● **Work to complete**: Please copy every line of the listing below word for word, changing nothing.

● **Input for this task**:
• • • • •

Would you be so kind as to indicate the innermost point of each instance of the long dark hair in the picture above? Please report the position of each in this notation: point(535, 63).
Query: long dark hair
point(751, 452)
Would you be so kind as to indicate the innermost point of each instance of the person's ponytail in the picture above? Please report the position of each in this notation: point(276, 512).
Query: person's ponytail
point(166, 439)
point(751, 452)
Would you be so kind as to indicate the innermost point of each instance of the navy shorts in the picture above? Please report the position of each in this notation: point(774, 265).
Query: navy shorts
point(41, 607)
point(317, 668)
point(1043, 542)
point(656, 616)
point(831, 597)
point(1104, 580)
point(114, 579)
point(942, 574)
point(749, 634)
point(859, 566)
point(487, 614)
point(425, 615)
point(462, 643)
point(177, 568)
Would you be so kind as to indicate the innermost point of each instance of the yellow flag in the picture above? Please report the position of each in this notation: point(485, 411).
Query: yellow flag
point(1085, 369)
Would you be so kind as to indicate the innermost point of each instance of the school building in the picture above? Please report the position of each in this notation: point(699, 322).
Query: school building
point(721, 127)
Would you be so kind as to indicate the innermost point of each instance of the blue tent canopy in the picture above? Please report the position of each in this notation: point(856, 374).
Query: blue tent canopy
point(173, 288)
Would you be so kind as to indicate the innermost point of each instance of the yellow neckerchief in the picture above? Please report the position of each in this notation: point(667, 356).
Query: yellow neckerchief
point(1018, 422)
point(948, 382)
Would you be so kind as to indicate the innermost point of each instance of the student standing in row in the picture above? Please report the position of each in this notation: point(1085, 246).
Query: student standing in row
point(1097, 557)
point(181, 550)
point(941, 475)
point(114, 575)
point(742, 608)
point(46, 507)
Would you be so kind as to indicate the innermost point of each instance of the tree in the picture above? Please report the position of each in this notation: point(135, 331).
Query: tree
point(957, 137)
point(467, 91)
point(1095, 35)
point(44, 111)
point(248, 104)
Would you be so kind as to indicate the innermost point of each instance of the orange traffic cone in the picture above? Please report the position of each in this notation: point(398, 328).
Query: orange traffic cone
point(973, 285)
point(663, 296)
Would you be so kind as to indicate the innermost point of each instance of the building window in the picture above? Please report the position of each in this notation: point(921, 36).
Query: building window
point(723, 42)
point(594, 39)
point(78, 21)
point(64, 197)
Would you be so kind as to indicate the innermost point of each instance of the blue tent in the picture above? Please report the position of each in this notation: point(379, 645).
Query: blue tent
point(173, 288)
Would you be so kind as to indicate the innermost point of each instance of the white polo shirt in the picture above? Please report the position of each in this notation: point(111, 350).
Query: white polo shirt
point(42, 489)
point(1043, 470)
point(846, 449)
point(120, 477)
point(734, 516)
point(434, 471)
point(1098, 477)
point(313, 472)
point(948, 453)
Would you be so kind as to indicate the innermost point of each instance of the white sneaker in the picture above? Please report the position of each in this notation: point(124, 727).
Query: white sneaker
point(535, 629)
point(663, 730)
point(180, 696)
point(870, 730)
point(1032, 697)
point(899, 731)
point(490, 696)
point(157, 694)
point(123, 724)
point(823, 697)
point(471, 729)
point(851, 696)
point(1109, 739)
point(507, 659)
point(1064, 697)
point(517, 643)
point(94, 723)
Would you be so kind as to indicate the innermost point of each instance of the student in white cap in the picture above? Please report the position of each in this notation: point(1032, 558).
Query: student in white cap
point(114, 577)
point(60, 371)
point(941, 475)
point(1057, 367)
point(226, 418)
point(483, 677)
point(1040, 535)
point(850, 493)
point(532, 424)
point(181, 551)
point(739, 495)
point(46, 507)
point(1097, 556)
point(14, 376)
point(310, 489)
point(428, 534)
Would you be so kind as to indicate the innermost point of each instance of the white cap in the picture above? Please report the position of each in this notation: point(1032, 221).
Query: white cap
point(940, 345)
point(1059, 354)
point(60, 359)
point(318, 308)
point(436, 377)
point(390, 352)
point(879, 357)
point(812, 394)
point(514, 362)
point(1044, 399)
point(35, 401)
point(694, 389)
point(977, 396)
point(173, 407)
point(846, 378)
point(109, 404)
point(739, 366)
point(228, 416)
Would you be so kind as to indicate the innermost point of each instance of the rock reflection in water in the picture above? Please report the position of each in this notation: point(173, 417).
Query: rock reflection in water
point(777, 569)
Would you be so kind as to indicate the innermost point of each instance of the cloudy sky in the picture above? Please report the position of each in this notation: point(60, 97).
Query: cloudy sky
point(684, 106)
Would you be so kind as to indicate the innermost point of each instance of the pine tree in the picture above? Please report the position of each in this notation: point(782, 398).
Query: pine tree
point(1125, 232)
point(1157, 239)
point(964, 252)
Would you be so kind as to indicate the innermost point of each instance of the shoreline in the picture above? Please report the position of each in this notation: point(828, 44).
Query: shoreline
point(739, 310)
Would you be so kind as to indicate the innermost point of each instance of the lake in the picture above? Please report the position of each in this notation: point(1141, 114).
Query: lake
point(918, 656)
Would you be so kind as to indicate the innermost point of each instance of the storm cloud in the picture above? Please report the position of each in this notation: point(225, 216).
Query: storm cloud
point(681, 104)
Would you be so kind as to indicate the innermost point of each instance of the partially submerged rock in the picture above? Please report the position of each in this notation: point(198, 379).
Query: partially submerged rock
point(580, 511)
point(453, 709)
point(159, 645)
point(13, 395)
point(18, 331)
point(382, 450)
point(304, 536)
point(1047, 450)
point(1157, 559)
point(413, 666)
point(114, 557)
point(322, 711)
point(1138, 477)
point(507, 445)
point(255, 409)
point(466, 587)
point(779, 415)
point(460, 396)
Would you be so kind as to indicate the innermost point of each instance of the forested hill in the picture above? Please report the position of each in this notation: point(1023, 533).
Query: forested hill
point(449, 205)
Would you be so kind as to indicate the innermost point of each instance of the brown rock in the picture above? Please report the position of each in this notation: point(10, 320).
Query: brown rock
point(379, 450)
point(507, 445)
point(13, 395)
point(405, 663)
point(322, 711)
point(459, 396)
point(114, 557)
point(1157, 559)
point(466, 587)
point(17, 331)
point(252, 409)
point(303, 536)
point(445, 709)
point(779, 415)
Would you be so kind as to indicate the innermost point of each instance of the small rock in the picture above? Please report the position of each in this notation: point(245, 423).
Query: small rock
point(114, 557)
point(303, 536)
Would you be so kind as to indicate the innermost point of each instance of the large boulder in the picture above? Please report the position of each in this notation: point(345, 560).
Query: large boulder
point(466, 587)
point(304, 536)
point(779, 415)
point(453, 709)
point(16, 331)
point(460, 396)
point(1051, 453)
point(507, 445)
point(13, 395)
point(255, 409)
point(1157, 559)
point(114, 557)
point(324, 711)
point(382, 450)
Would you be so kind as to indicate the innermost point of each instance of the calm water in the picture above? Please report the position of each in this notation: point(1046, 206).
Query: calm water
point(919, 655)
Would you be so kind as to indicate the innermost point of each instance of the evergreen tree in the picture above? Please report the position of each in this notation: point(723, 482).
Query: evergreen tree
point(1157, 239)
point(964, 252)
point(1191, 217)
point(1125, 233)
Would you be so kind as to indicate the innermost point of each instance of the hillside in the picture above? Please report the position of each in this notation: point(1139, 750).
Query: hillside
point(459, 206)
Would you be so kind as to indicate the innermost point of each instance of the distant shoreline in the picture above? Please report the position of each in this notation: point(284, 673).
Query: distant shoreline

• • • • •

● **Task result**:
Would you be so kind as to indicate the innermost point of each instance of the long dark hair in the picture above? Please report the position of each in this notation: point(535, 63).
Query: long dark hair
point(751, 452)
Would you be so kind as to indicate the innermost point of each instance of the person's ponytail in the picture above? Please report the position of each in this notation: point(276, 512).
Query: person's ponytail
point(166, 439)
point(751, 452)
Would you be so kind as to indicate the innermost point of each instance of the navy shorts in the picture above? Please report the position of each in this notation: point(774, 265).
Query: navy shorts
point(41, 607)
point(317, 668)
point(1043, 542)
point(656, 616)
point(831, 597)
point(1104, 580)
point(114, 579)
point(942, 574)
point(749, 634)
point(859, 566)
point(487, 614)
point(425, 615)
point(462, 643)
point(177, 568)
Would you be so kind as to indicate the innermost point of each instance of the yellow flag in the picture above? Please report the position of each in this notation: point(485, 411).
Query: yellow flag
point(1085, 369)
Would you be so kind as to indicate the innermost point of each instance of the school building in the picture above? Please report the position of each in this notation: point(699, 322).
Query: school building
point(721, 127)
Would you be so kind as to indicate the innermost point of each instance of the blue tent canopy in the picture above? Please report the position of each in this notation: point(856, 374).
Query: blue tent canopy
point(173, 288)
Would you be so kind as to indicate the innermost point of each instance of the yellow neckerchief in the picture above? Please report the position of each in this notation: point(667, 356).
Query: yellow neckerchief
point(1018, 422)
point(948, 382)
Would you be so kind as to indicate the innermost point of each instance of the student standing in row in the picture above? Please report the position of each in this notation: point(1085, 246).
Query: student standing in row
point(1097, 557)
point(181, 550)
point(941, 475)
point(114, 575)
point(742, 608)
point(46, 507)
Would you be so kind as to indicate the innermost point of each instance of the tree in the picture above? Please report the position of each in this notation: point(135, 331).
Query: tree
point(957, 137)
point(467, 91)
point(1095, 35)
point(44, 111)
point(248, 104)
Would you be so kind as to indicate the innermost point of each instance of the orange traffic cone in the picture above? Please report the position of each in this notation: point(398, 328).
Query: orange traffic cone
point(973, 285)
point(663, 296)
Would you be so kind as to indicate the innermost point of each instance of the building window in the picture above? Please report the position of each in this notation: point(921, 36).
Query: building window
point(723, 42)
point(594, 39)
point(78, 21)
point(64, 197)
Would you be so kind as to indicate the innermost point of each instance of the blue tent in the picture above? Please report the position of each in this notation: point(379, 645).
Query: blue tent
point(173, 288)
Would you be so kind as to indicate the innermost point of each instance of the white polo shirt in the picture above? Please report the position of each in this notation: point(111, 350).
Query: white polo shirt
point(42, 489)
point(1043, 470)
point(846, 449)
point(120, 477)
point(734, 516)
point(434, 471)
point(1098, 477)
point(313, 472)
point(948, 453)
Would you be so kind as to indicate the innermost point of each instance of the white sneaker in the picture above? Please report the position of each in this notation: point(124, 727).
Query: white sneaker
point(535, 629)
point(663, 730)
point(180, 696)
point(870, 730)
point(1032, 697)
point(899, 731)
point(490, 696)
point(157, 694)
point(123, 724)
point(823, 697)
point(471, 729)
point(851, 696)
point(1109, 739)
point(507, 659)
point(1064, 697)
point(517, 643)
point(94, 723)
Would you be so kind as to indicate the innermost point of each instance of the student in white cap in the picture above? Please report the position of each in this notation: point(1032, 558).
Query: student in white cap
point(114, 577)
point(60, 371)
point(941, 475)
point(1057, 367)
point(226, 418)
point(483, 677)
point(1040, 535)
point(850, 493)
point(532, 424)
point(181, 551)
point(739, 495)
point(46, 507)
point(1097, 556)
point(14, 376)
point(310, 489)
point(428, 534)
Would you be so kind as to indicate the innermost point of each instance of the white cap in the picture above? Please report the position of each in this notation: point(1032, 221).
Query: white cap
point(940, 345)
point(1059, 354)
point(60, 359)
point(318, 308)
point(436, 377)
point(390, 352)
point(879, 357)
point(812, 394)
point(514, 362)
point(1044, 399)
point(35, 401)
point(694, 389)
point(977, 396)
point(173, 407)
point(846, 378)
point(109, 404)
point(739, 366)
point(228, 416)
Would you be so kind as to indicate the innermost point of each instance of the rock reflection in water in the picture above? Please report the position of each in this notation: point(173, 417).
Query: rock reflection in water
point(777, 569)
Would you be so kind as to indicate the innermost point of each instance of the cloudy sky in the picture above? Please report the position of each in this notation: point(60, 97).
Query: cloudy sky
point(684, 106)
Would you be so kind as to indicate the innermost point of each instance of the pine tree in the picture above? Please report the position of each in this notation: point(782, 398).
Query: pine tree
point(1125, 232)
point(1157, 239)
point(964, 252)
Would you be so kind as to indicate the innermost point of each instance of the shoreline in the picture above? Please report the position of each in this notation: point(828, 44).
Query: shoreline
point(739, 310)
Would you be so kind as to indicate the innermost point of each instance of the lake in the picture above? Please report the position of each in this notation: point(1141, 114).
Query: lake
point(918, 656)
Would you be so kind as to indicate the innermost point of each instance of the storm cloud in the picture above? Please report the position of each in this notation: point(225, 216).
Query: storm cloud
point(681, 104)
Would you be so kind as to indicate the innermost point of each instance of the partially submerged rock in the picture above? Please report the position of each in this notation: point(198, 379).
Query: partially submerged rock
point(580, 511)
point(453, 709)
point(159, 645)
point(13, 395)
point(18, 331)
point(382, 450)
point(304, 536)
point(1047, 450)
point(1157, 559)
point(413, 666)
point(114, 557)
point(322, 711)
point(1138, 477)
point(507, 445)
point(255, 409)
point(466, 587)
point(779, 415)
point(460, 396)
Would you be so kind as to indicate the innermost point of each instance of the forested hill in the picture above? Please report the position of each in this notation: point(1023, 533).
Query: forested hill
point(449, 205)
Would you be so kind as to indicate the innermost point of each instance of the brown rock in the picture above? Please report the position of each in this notation: point(10, 320).
Query: brown rock
point(379, 450)
point(507, 445)
point(13, 395)
point(405, 663)
point(322, 711)
point(459, 396)
point(114, 557)
point(1157, 559)
point(466, 587)
point(17, 331)
point(252, 409)
point(303, 536)
point(445, 709)
point(779, 415)
Would you be so kind as to indicate the innermost point of each instance of the small rock in the picture above? Please report the position of each in this notation: point(245, 423).
Query: small rock
point(114, 557)
point(303, 536)
Would you be so kind as to indicate the innermost point of each instance of the large boulder in the picture above? Please report the position of each in this notation: point(345, 560).
Query: large boulder
point(466, 587)
point(304, 536)
point(779, 415)
point(453, 709)
point(16, 331)
point(460, 396)
point(1051, 453)
point(507, 445)
point(13, 395)
point(255, 409)
point(1157, 559)
point(114, 557)
point(324, 711)
point(382, 450)
Would you be so kind as to indicate the innermost point of each instance of the calm water in the picture above? Please report the position of each in this notation: point(1046, 206).
Query: calm water
point(919, 655)
Would you be so kind as to indicate the innermost point of each instance of the evergreen tree in the picture above? Please report the position of each in this notation: point(723, 482).
Query: evergreen tree
point(1157, 239)
point(964, 252)
point(1191, 217)
point(1125, 233)
Would you be so kind as to indicate the innermost point of each instance of the hillside in the picture above? Please report the position of each in this notation: point(1139, 750).
Query: hillside
point(459, 206)
Would you be so kind as to indicate the innermost point of each instance of the distant shoreline in the picture above? Please report the position of each in this notation: point(284, 673).
Query: distant shoreline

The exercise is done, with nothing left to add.